» **TASK**
Reproduce verbatim everything in the listing below, from the line containing "Scouting pass: put a marker on the bare" down to the last line of the listing, with both ends included.

>> BEGIN DATA TO USE

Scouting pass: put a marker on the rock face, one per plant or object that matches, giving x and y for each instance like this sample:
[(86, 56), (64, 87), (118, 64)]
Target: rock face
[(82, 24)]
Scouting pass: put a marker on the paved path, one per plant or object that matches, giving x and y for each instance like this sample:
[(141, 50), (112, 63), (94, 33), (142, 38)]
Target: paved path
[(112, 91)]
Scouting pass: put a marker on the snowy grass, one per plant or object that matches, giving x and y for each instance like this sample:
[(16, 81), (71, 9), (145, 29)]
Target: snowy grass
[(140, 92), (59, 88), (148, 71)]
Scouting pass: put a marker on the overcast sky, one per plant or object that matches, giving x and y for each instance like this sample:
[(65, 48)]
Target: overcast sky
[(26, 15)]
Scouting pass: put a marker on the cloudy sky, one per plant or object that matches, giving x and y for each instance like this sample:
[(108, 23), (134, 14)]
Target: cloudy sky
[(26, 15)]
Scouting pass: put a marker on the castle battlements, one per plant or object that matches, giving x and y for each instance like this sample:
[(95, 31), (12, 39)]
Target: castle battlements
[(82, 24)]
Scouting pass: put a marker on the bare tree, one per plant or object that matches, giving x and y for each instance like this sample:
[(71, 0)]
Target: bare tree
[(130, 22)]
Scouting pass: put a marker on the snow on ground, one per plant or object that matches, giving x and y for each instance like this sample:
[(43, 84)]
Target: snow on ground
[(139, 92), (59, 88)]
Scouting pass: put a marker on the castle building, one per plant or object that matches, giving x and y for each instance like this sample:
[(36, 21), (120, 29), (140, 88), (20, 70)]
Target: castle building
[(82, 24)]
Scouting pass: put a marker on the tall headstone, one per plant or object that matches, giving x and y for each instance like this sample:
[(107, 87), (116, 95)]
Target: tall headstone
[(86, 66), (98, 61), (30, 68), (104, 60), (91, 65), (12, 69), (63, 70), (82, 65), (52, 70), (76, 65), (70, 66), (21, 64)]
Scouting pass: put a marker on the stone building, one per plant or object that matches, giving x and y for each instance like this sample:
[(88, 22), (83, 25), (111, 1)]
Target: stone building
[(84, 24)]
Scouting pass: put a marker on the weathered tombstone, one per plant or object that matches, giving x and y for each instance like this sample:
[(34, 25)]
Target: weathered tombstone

>> END DATA TO USE

» **COMPLETED EXERCISE**
Scouting pass: put a marker on the bare tree, one per plant or object that matches, giving x and y for each instance like this sample:
[(71, 0)]
Target: bare tree
[(130, 22)]
Scouting pass: put a marker on the snow on ground, one per plant or object that matches, giving x and y for each instance like this sample:
[(43, 84)]
Target: snow on ground
[(139, 92), (59, 88)]
Scouting pass: put a marker on the castle building, one per plant or object that matches, giving x and y for each instance like this sample:
[(36, 21), (120, 29), (140, 88), (20, 70)]
Target: castle building
[(82, 24)]
Scouting pass: put a marker on the tall headstone, one per plant or object that matches, giving x and y for each instance like this sample:
[(107, 87), (116, 95)]
Target: tall headstone
[(86, 66), (98, 61), (30, 68), (104, 60), (91, 65), (12, 69), (63, 70), (82, 65), (52, 70), (76, 65), (70, 66), (21, 64)]
Scouting pass: put a marker on the stone building, one per plant or object that matches, giving x and y for each instance like this sample:
[(88, 22), (83, 25), (111, 1)]
Target: stone building
[(84, 24)]
Scouting pass: put a marker on the weathered tombstone, one per plant or object that matches, giving x and y for each instance like this sample:
[(34, 25)]
Target: weathered tombstone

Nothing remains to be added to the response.